[Complete the following]:
**a.** Return the stretch from "2. Localization of" through "in Figure 3." of the railway inspection passage, copied word for word.
**b.** Please write the next part of the railway inspection passage, picking up right after its final sentence.

[Given passage]:
_____

The contributions of this study are summarized as follows:(1)A railway line key component multiobject detection method is proposed based on a series of deep convolutional neural networks, which can achieve the detection of rail surface defects and fastener state.(2)An improved YOLOv5s framework is proposed to localize the rail and fastener in the railway track line image at the same time, and the Ghost bottleneck is used to optimize the backbone network of the original YOLOv5s to effectively reduce the number of parameters and the computational cost. This method can be used for both ballast and ballastless track line image detection. Compared with the original YOLOv5s and other advanced object detection models, the detection speed is significantly improved while maintaining high accuracy.(3)The two-stage object detection algorithm, Mask R-CNN, is used in the detection of rail surface defects, which effectively improves the recognition and segmentation accuracy.(4)A set of state classification criteria for slab fast clip (SFC) type fastener are proposed.

The rest of this article is organized as follows: Section 2 introduces the rail and fastener positioning method based on the improved YOLOv5. Section 3 describes the rail surface defect detection model based on Mask R-CNN algorithm. Section 4 introduces the state classification criteria of SFC-type fasteners and the classification model used in this paper. Section 5 designs comparative experiments with other competitive methods to verify the effectiveness of our method. Finally, conclusions and future work are presented in Section 6.

2. Localization of the Rail and Fastener

2.1. YOLOv5 Framework

In this study, we use the improved YOLOv5s object detection neural network to localize the rail and fasteners in the original track images collected from the railway site. The network framework is shown in Figure 3.

The You Only Look Once (YOLO) series network is a one-stage object detection algorithm for object localization and recognition in the image. This algorithm extracts image features by CNN and directly calculates the classification score and object localization [44]. Compared with YOLOv3 and YOLOv4, YOLOv5 is optimized for data enhancement, network structure, and loss function. YOLOv5 uses the following data enhancement methods to improve the robustness of the model: mosaic data enhancement, adaptive anchor box calculation, and adaptive image scaling. Both YOLOv5 and YOLOv4 use mosaic data enhancement to improve the detection ability of the model for small objects. Adaptive anchor box calculation can calculate the best anchor box value depending on different training data sets. Adaptive image scaling can improve the speed of object detection by adding a minimum of black borders when scaling the image. In terms of network structure, YOLOv5 adds a Focus component to the Backbone to perform slicing operations on images, retaining more complete image downsampling information for subsequent feature extraction by adding some floating point operations (FLOPs). The Neck Network chose path aggregation network (PANet) [45] to improve the problem of difficult propagation of low-level features of the original feature pyramid networks (FPN) [46] and strengthened the fusion of extracted features. The Head network chose the same as YOLOv3 and YOLOv4 to realize object detection. The loss function of YOLOv5 is mainly composed of three parts, including bounding box loss, classification loss, and confidence loss. The binary cross entropy is used as the loss function of the classification loss and the confidence loss to calculate the category probability and the target confidence score. We use CIoU loss as the loss function of bounding box, which better describes the regression of rectangular boxes [47].

_____

[Given information]:
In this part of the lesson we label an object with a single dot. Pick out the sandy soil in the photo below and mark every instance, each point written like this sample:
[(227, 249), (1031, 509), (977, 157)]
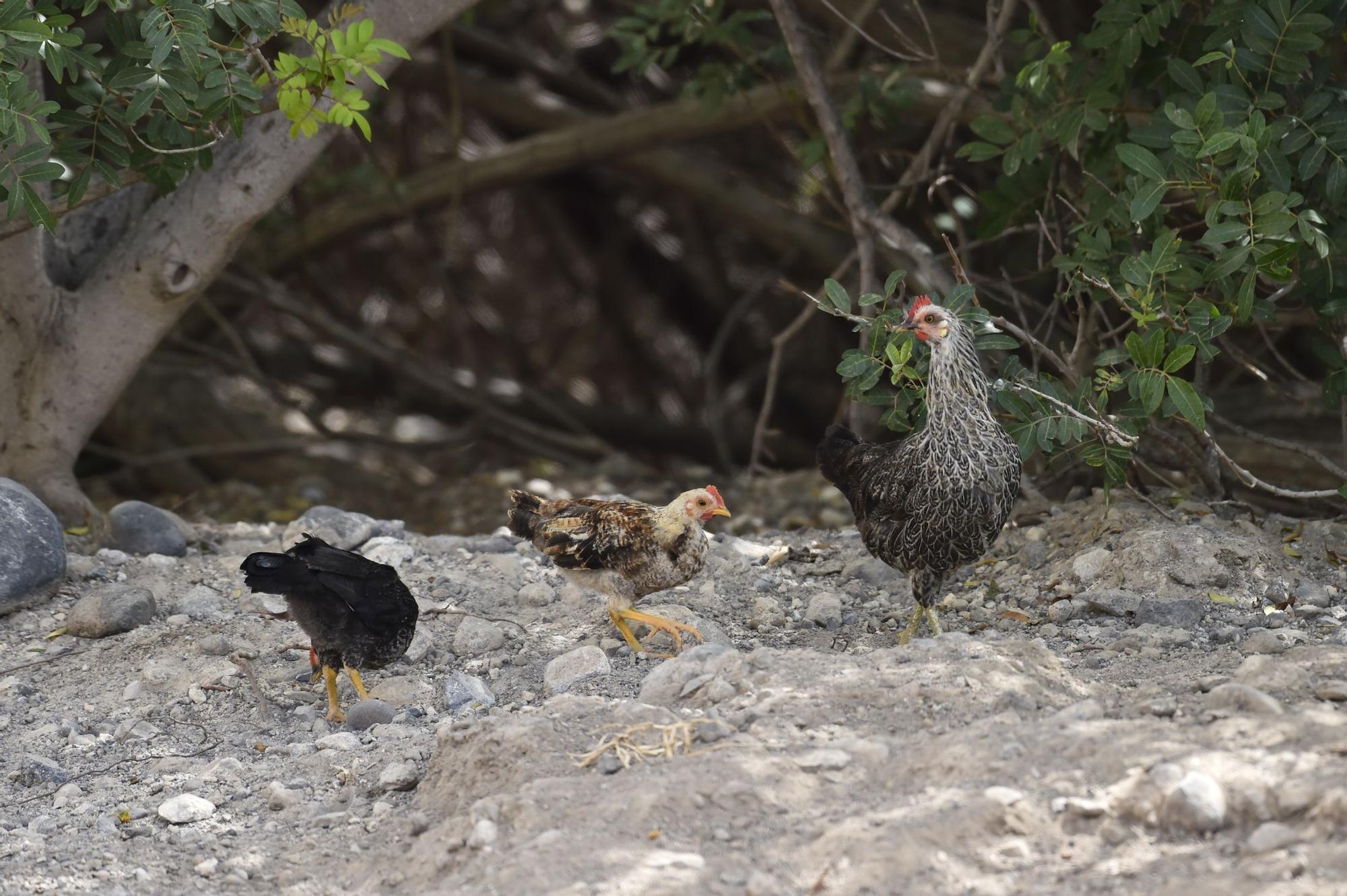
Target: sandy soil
[(1124, 703)]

_____

[Answers per task]:
**a.**
2. Localization of the Rail and Fastener

2.1. YOLOv5 Framework

In this study, we use the improved YOLOv5s object detection neural network to localize the rail and fasteners in the original track images collected from the railway site. The network framework is shown in Figure 3.

**b.**
2.2. Backbone Optimization

The original YOLOv5 network used cross stage partial (CSP) bottleneck [48] to increase the depth of the network and thus improve the network’s ability to extract features. However, in the task of rail and fastener localization, we have found that utilizing some modules with lower computational costs to simplify the structure of the model can also achieve satisfactory experimental results. To facilitate our model to be deployed on some low-performance devices with small memory, such as track inspection vehicles or embedded devices, we used a lightweight Ghost bottleneck [49] instead of the CSP bottleneck in the original network to reduce the size of the model and increase the inference speed of the network, as shown in Figure 4. The core idea of the Ghost bottleneck is to use some cheap cost linear operation to generate many feature maps with rich information. Specifically, first, use a small amount of conventional convolution operations on the feature map to generate intrinsic features, then use some cheap cost linear transformation on the feature map to generate another part of the feature, and finally integrate the two parts together as the final output feature.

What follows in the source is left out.